■ **Task goal**
Copy out every line of the data below word for word, keeping the same order.

=== Given entries ===

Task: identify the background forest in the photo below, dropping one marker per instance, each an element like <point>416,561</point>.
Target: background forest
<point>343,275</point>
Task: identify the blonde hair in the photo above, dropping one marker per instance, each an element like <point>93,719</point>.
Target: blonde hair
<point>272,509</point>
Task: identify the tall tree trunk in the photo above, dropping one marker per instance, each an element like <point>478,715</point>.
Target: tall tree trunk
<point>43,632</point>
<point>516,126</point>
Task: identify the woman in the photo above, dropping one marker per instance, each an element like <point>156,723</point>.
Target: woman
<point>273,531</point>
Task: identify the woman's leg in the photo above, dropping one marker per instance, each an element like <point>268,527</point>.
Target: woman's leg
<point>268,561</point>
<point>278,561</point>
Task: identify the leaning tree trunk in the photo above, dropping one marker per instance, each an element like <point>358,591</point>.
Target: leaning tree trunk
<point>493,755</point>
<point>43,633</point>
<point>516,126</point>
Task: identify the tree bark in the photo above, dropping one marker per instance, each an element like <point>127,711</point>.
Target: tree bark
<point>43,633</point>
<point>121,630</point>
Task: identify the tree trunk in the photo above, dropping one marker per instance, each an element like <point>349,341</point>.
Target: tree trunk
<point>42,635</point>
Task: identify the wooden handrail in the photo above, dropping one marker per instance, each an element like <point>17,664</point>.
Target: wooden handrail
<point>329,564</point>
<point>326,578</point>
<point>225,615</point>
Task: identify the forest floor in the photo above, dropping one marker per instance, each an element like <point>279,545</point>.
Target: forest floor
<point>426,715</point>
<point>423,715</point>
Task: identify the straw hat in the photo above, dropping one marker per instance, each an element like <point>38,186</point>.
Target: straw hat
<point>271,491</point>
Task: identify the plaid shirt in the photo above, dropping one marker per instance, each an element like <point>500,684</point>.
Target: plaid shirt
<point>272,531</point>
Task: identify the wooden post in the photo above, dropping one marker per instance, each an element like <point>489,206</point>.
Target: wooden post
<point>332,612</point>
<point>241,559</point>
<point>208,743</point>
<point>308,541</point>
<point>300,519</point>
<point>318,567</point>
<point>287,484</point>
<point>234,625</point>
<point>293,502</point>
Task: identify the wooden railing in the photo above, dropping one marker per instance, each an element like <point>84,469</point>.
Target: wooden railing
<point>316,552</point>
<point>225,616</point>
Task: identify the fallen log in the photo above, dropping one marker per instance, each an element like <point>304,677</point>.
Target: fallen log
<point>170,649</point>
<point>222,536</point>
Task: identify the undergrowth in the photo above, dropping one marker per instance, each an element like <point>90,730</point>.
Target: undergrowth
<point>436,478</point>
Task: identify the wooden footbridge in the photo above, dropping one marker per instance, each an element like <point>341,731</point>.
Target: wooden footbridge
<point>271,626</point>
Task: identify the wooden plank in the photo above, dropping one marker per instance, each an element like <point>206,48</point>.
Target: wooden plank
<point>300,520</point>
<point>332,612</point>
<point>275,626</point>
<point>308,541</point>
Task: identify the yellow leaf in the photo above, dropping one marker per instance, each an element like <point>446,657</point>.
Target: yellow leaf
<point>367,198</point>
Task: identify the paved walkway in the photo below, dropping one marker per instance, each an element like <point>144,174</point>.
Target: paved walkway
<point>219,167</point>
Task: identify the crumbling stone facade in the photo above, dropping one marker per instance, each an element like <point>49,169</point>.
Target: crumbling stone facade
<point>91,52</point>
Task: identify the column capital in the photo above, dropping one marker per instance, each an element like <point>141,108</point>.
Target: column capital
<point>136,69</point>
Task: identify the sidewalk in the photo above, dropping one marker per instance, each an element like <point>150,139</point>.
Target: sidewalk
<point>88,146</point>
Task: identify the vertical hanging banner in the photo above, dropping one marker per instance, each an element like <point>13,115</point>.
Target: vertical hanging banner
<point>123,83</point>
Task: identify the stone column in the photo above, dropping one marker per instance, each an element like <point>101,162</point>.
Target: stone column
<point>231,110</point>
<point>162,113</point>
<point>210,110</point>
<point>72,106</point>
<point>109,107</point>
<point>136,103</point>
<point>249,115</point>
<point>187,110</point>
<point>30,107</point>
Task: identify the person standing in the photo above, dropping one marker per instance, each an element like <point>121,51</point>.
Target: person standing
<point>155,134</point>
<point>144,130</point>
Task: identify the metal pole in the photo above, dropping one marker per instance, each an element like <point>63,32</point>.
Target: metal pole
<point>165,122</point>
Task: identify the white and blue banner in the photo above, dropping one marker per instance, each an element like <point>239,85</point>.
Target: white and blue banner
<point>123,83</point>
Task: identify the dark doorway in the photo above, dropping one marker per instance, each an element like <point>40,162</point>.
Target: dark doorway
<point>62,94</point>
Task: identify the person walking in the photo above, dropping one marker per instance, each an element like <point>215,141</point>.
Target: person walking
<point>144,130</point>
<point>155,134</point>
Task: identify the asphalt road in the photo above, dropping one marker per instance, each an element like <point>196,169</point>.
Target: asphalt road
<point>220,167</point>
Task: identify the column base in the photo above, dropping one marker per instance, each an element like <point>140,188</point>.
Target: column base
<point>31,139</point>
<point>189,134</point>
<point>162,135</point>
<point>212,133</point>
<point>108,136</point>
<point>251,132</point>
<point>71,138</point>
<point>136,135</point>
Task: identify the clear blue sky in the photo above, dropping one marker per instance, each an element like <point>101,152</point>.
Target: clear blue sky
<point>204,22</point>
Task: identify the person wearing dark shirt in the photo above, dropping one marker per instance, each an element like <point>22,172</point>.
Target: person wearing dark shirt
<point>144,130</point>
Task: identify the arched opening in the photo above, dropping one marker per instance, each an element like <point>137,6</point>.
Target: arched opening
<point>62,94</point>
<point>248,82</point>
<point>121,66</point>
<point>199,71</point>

===

■ **The reply**
Task: identify the background forest in the photo below, dropping one marker per instance, each an element like <point>416,561</point>.
Target: background forest
<point>343,275</point>
Task: identify the blonde hair in the photo above, dropping one marker per instance, each an element like <point>93,719</point>.
Target: blonde hair
<point>272,509</point>
Task: identify the tall tree trunk in the photo above, dropping one marker per instance, each an element like <point>478,715</point>.
Target: tall tree trunk
<point>43,632</point>
<point>516,126</point>
Task: identify the woman in the photo above, dropping one marker per instance, each an element like <point>156,723</point>.
Target: woman
<point>273,531</point>
Task: identify the woman's leg in the photo above, dropping one marker per instance, each an element like <point>268,527</point>.
Target: woman's leg
<point>268,561</point>
<point>278,561</point>
Task: identify the leaning tree trunk in the photo above, dropping one marker per instance, each an element like <point>358,591</point>.
Target: leaning tree trunk
<point>493,755</point>
<point>43,633</point>
<point>516,126</point>
Task: identify the tree bark in the photo above, dropping one marker per instance, each an element like <point>127,711</point>.
Target: tree bark
<point>43,633</point>
<point>121,630</point>
Task: identify the tree trunk in the photo above, dropping one marker per instance, each an element like <point>349,341</point>.
Target: tree trunk
<point>42,635</point>
Task: identify the wooden handrail in the photo above, dropping one marker per instance, each an element like <point>17,664</point>.
Target: wooden handrail
<point>329,564</point>
<point>326,578</point>
<point>225,615</point>
Task: identify the forest floor in the photo above, dropping one marker per instance, each an element like <point>279,545</point>.
Target: forest floor
<point>426,715</point>
<point>423,715</point>
Task: identify the straw hat in the photo above, dropping one marker per instance, each an element like <point>38,186</point>.
Target: straw hat
<point>271,491</point>
Task: identify the plaid shirt in the photo above, dropping one marker per instance, each an element like <point>500,684</point>.
Target: plaid shirt
<point>272,531</point>
Task: identify the wooden post in the photo above, dropping one marker per instance, each an element like <point>489,206</point>.
Target: wooden post
<point>332,612</point>
<point>241,559</point>
<point>208,743</point>
<point>308,541</point>
<point>300,519</point>
<point>318,567</point>
<point>287,484</point>
<point>234,625</point>
<point>293,502</point>
Task: identify the wooden railing in the photo above, dropping one marker per instance, each an element like <point>84,469</point>.
Target: wooden railing
<point>316,552</point>
<point>225,616</point>
Task: identify the fallen log in the photo above, dropping one marker per instance, each an element like <point>304,677</point>.
Target: fallen log
<point>170,649</point>
<point>222,536</point>
Task: identify the undergrowth in the photo above, dropping one marker per instance, each an element like <point>90,730</point>.
Target: undergrowth
<point>436,478</point>
Task: identify the wooden footbridge in the photo above, dropping one marker per instance, each an element like <point>341,731</point>.
Target: wooden footbridge
<point>271,626</point>
Task: identify the wooden plank in the photo above, dropping one marker per instance, each an element like <point>206,48</point>.
Target: wooden plank
<point>300,520</point>
<point>332,612</point>
<point>275,626</point>
<point>308,541</point>
Task: identify the yellow leaf in the photo above, dropping one marker per instance, each an element like <point>446,657</point>.
Target: yellow leaf
<point>367,198</point>
Task: identify the paved walkway in the photo below, dropping one marker per instance, each an element like <point>144,174</point>.
Target: paved walkway
<point>219,167</point>
Task: identify the crumbling stone facade in the photo above, dropping one marker per instance, each an element like <point>49,169</point>.
Target: crumbling stone facade
<point>91,52</point>
Task: identify the column capital in the photo above, dropping one marker per instance, each an element like <point>141,108</point>.
Target: column capital
<point>136,69</point>
Task: identify the sidewalk in the photo above, dropping one marker per instance, each an element like <point>150,139</point>.
Target: sidewalk
<point>88,146</point>
Task: identify the vertical hanging banner in the photo above, dropping one marker per instance, each an element like <point>13,115</point>.
Target: vertical hanging banner
<point>123,83</point>
Task: identify the stone column in the photo above, dropping one marker per instance, each an element like <point>101,162</point>.
Target: stone column
<point>231,110</point>
<point>162,113</point>
<point>210,110</point>
<point>72,106</point>
<point>109,107</point>
<point>136,103</point>
<point>249,115</point>
<point>187,110</point>
<point>30,107</point>
Task: identify the person standing in the photo above, dropping one marker per instance, each an element like <point>121,51</point>.
Target: person standing
<point>155,134</point>
<point>144,130</point>
Task: identify the metal pole in the photo above, dropping one marker per instance, each an element like <point>63,32</point>.
Target: metal pole
<point>165,122</point>
Task: identify the white and blue banner in the photo above, dropping one marker per instance, each an element like <point>239,85</point>.
Target: white and blue banner
<point>123,83</point>
Task: identify the dark doorway in the photo above, dropping one marker per instance, each an element like <point>40,162</point>.
Target: dark doorway
<point>62,94</point>
Task: identify the person walking in the photo above, dropping one marker per instance, each an element like <point>215,141</point>.
Target: person walking
<point>144,130</point>
<point>155,134</point>
Task: identify the asphalt road in the photo above, dropping one marker per instance, each an element like <point>196,169</point>.
Target: asphalt road
<point>220,167</point>
Task: identify the column base in the photo above, dropping one marker per instance, each an element like <point>140,188</point>.
Target: column base
<point>31,139</point>
<point>189,134</point>
<point>162,135</point>
<point>212,133</point>
<point>108,136</point>
<point>251,132</point>
<point>71,138</point>
<point>136,135</point>
Task: identify the clear blue sky in the photo above, dropping one marker per instance, each an element like <point>101,152</point>.
Target: clear blue sky
<point>204,22</point>
Task: identify the person wearing dark shirt in the photo above, dropping one marker per instance, each an element like <point>22,172</point>.
Target: person wearing dark shirt
<point>144,130</point>
Task: identify the arched opening in the photo above, dropping one marker per instance, each an element like <point>137,6</point>.
Target: arched opening
<point>62,94</point>
<point>248,82</point>
<point>121,66</point>
<point>199,71</point>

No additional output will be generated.